Records from a collection:
§ §

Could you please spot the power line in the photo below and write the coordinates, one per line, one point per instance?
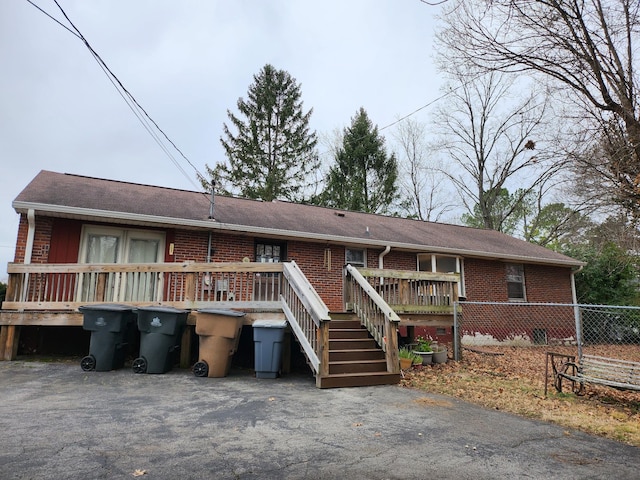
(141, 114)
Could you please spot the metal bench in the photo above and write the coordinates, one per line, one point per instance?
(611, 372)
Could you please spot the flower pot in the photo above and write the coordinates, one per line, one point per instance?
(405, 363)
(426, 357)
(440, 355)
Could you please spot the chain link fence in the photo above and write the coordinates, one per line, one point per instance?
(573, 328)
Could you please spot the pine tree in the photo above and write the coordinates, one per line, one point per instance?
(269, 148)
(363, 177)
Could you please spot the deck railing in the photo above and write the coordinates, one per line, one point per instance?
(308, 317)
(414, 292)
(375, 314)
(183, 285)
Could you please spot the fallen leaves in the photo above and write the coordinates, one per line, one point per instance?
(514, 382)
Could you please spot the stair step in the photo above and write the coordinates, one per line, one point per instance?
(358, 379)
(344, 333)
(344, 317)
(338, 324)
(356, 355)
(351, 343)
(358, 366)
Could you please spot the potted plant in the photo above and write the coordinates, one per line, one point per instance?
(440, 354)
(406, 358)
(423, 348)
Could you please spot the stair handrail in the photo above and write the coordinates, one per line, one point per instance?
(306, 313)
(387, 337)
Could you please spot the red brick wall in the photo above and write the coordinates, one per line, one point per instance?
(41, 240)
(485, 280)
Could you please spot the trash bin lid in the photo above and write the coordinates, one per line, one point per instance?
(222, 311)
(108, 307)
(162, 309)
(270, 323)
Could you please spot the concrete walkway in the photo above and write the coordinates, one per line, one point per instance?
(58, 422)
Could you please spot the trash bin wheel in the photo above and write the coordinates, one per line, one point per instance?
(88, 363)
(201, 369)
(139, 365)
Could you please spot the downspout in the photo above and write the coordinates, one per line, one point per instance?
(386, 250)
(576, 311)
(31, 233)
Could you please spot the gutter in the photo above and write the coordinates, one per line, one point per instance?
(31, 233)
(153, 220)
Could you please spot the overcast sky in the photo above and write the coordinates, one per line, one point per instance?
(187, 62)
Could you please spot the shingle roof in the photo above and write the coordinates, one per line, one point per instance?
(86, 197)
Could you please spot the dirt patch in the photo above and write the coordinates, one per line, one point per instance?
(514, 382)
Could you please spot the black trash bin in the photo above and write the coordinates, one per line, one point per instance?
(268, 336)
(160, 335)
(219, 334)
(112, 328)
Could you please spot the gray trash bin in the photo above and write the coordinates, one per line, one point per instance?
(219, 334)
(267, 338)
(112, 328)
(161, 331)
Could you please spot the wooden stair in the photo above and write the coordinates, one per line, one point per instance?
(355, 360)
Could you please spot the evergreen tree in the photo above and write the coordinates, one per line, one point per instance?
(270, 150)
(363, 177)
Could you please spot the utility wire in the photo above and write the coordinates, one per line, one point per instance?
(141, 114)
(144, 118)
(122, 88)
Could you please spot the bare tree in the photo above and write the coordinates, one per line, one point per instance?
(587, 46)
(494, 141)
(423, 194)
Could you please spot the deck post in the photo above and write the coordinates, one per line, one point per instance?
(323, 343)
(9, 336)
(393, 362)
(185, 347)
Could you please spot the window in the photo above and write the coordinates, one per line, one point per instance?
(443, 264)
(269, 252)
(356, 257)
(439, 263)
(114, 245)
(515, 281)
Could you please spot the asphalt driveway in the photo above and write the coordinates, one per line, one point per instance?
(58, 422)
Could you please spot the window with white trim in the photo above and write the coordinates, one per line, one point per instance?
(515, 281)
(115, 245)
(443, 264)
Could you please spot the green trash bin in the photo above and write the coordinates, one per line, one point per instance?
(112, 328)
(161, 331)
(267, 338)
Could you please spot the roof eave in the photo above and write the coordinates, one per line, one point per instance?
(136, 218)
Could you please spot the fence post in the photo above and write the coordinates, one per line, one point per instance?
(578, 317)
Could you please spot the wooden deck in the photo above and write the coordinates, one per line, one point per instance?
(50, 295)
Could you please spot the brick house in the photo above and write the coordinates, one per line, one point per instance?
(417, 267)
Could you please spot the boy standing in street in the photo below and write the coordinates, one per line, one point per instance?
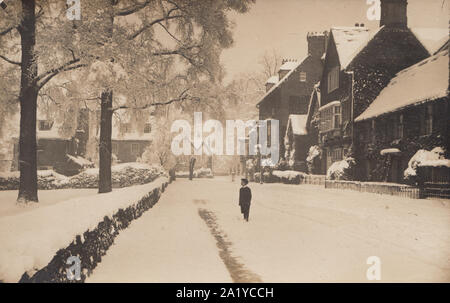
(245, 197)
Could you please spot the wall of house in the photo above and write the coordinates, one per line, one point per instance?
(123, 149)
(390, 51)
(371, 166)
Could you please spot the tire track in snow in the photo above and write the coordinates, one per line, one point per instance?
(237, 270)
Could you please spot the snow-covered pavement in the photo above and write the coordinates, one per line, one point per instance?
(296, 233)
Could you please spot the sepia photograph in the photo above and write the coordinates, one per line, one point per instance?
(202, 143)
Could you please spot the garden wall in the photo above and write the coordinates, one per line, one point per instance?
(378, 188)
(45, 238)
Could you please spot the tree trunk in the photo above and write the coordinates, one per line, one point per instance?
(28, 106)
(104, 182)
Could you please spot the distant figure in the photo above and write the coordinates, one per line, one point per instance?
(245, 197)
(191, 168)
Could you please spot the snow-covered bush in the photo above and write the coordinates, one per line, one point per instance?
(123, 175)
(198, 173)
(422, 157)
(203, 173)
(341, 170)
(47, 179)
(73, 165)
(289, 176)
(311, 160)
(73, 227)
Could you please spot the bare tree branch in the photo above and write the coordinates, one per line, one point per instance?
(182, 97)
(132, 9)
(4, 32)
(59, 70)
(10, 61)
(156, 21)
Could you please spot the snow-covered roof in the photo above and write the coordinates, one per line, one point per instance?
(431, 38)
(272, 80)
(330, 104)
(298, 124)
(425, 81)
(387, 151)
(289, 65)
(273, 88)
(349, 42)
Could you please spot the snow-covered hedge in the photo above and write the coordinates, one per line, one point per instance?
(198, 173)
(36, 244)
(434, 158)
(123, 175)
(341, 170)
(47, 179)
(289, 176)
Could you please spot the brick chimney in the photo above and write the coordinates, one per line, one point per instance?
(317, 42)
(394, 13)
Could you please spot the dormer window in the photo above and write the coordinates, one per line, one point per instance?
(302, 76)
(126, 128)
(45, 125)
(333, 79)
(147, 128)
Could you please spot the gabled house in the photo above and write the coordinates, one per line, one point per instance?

§ §

Task: Without the pictures, write out all of the material exactly.

Task response:
Could you please spot the power line in the photo below and write the coordinates, one per line, one point per instance?
(141, 114)
Could you please spot the metal bench in the photo above and write the coordinates, one per line, one point per instance?
(611, 372)
Could you please spot the flower pot in the photo above and write the coordinates, one per line, one point per instance?
(405, 363)
(426, 357)
(440, 355)
Could you please spot the chain link fence in the photo above and write the coordinates, one per line, one point per instance?
(573, 328)
Could you please spot the pine tree in the photo above and write the coordinates, one per line, one point per instance?
(269, 148)
(363, 177)
Could you please spot the deck railing in the photo above and write the coordinates, one per line, one point per instance?
(308, 317)
(414, 292)
(375, 314)
(183, 285)
Could you please spot the fallen leaves in the photo above and write the coordinates, one per line, one point per instance?
(514, 382)
Could you please spot the stair step in the photo above and write the coordinates, one per line, one point per instance?
(358, 379)
(344, 333)
(344, 317)
(338, 324)
(356, 355)
(351, 343)
(358, 366)
Could you please spot the potted plant in the photo above and write the coordinates, one per line, one point per instance?
(440, 354)
(406, 358)
(423, 348)
Could you please spot the stair handrail in the photo above and write the coordinates, one per line, one point per instance?
(306, 313)
(387, 337)
Could you please spot the red brick wall in the photo above and write the coordinates, one per line, one point per instance?
(41, 240)
(485, 280)
Could you please spot the trash bin lid in the photo above and write the coordinates, one per line, one point per instance?
(222, 311)
(108, 307)
(162, 309)
(270, 323)
Could you please spot the concrete walkway in the photo above and write the coordinates, one per line, one point per instance?
(58, 422)
Could you please spot the trash bin wheel in the photo above and write the coordinates, one per line, one point per instance?
(88, 363)
(201, 369)
(139, 365)
Could you please spot the downspout in the photo above and write the coordinates, one per line, one point per instance?
(386, 250)
(576, 311)
(31, 233)
Could you please spot the gutter in the photo above and write the coordinates, one per line, one point per instance?
(31, 233)
(153, 220)
Could you please spot the overcast sky in the photo above and write the coordinates, one per line, one point per instance?
(187, 62)
Could you please spot the shingle roof in the photo above and write the coordinates, one per line, one point per instance?
(86, 197)
Could you please spot the dirt patch in the photo above and write the coordinates, one per line, one point per instance?
(514, 382)
Could you please spot the black trash bin in the photo above and write the coordinates, one per line, one point per instance?
(268, 336)
(160, 335)
(219, 334)
(112, 328)
Could you please spot the gray trash bin in the photo above and write the coordinates, one per line, one point per instance?
(219, 334)
(267, 338)
(112, 328)
(161, 331)
Could you please spot the wooden stair in the photo above and write the coordinates, one per line, one point per instance?
(355, 360)
Could you please spot the evergreen tree in the photo above and write the coordinates, one per line, one point per instance?
(270, 150)
(363, 177)
Could you please spot the utility wire in the photo above and write the coordinates, one per line, one point per instance?
(141, 114)
(144, 118)
(122, 88)
Could you please spot the bare tree in the photo above and write the coordinates, one per line, one point per instance?
(587, 46)
(494, 141)
(423, 194)
Could you please spot the deck post in the photo above and write the coordinates, one per line, one point per instance?
(323, 343)
(9, 336)
(393, 362)
(185, 347)
Could you please spot the window in the photo above and write the coordinates, one per line, one point per instance?
(443, 264)
(269, 252)
(356, 257)
(439, 263)
(114, 245)
(515, 281)
Could you please spot the asphalt driveway in the photo above and write the coordinates, one per line, one point per instance?
(58, 422)
Could you please spot the window with white trim in the photo above and write the coordinates, one per line, one point per instance?
(515, 281)
(115, 245)
(443, 264)
Could you please spot the green trash bin in the photo above and write the coordinates, one per line, one point per instance?
(112, 328)
(161, 331)
(267, 338)
Could you please spot the roof eave in the photo above and write the coordinates, one per line, one point per instance?
(136, 218)
Could you please spot the fence post in the photo above and write the coordinates, one per line, one point per instance?
(578, 317)
Could you please spot the wooden deck in the photo above and write the coordinates, one per line, one point per instance?
(50, 295)
Could you please spot the brick house in the photo above and write the coordinates, one per line, one point per instance?
(417, 267)
Could you please spot the boy standing in street in the photo below and write the coordinates, one per line, one point per instance?
(245, 197)
Could you please spot the wall of house in the photo above and write the coordinates, one per line, one point per instance?
(123, 149)
(390, 51)
(371, 166)
Could you please spot the tire track in snow in the photo above and write the coordinates, one per line, one point per instance?
(237, 270)
Could you please spot the snow-covered pavement in the photo above and write the coordinates, one per line, one point per instance?
(296, 233)
Could you please spot the sepia photograph in the photo above and write the coordinates, one per line, one point per instance?
(202, 143)
Could you please spot the garden wall in the photo above and write the coordinates, one per line, one point per instance?
(378, 188)
(45, 238)
Could you please spot the tree trunk in the photo above and write the coordinates, one per line, one point per instance?
(28, 106)
(104, 182)
Could you please spot the distant figure in the photo above and write the coordinates, one per line, one point per instance?
(245, 197)
(191, 168)
Could you please spot the snow-covered bush in the photo above and write the coordinates, one per line, one point per instance?
(123, 175)
(198, 173)
(422, 157)
(203, 173)
(341, 170)
(47, 179)
(73, 165)
(289, 176)
(311, 160)
(73, 227)
Could you please spot the bare tree branch in the photo above and write the coordinates, one per line, one point per instance?
(182, 97)
(132, 9)
(4, 32)
(59, 70)
(10, 61)
(156, 21)
Could you please spot the snow-covered roof in the photo above and write the coordinates, one per line, one point per instance?
(431, 38)
(272, 80)
(330, 104)
(298, 124)
(425, 81)
(387, 151)
(289, 65)
(273, 88)
(349, 42)
Could you please spot the snow-covered hedge in the photo above and write the coordinates, one per line, one point per instance?
(198, 173)
(36, 244)
(434, 158)
(123, 175)
(341, 170)
(47, 179)
(289, 176)
Could you please spot the brick chimney in the photo above and write the coordinates, one per line, one point per instance?
(317, 42)
(394, 13)
Could you please spot the dormer window in the photo above and write the coordinates, one per line, one point per instance?
(302, 76)
(126, 128)
(45, 125)
(333, 79)
(147, 128)
Could you please spot the gabled house in the photo above and write the coordinates, one per line, one point per instance?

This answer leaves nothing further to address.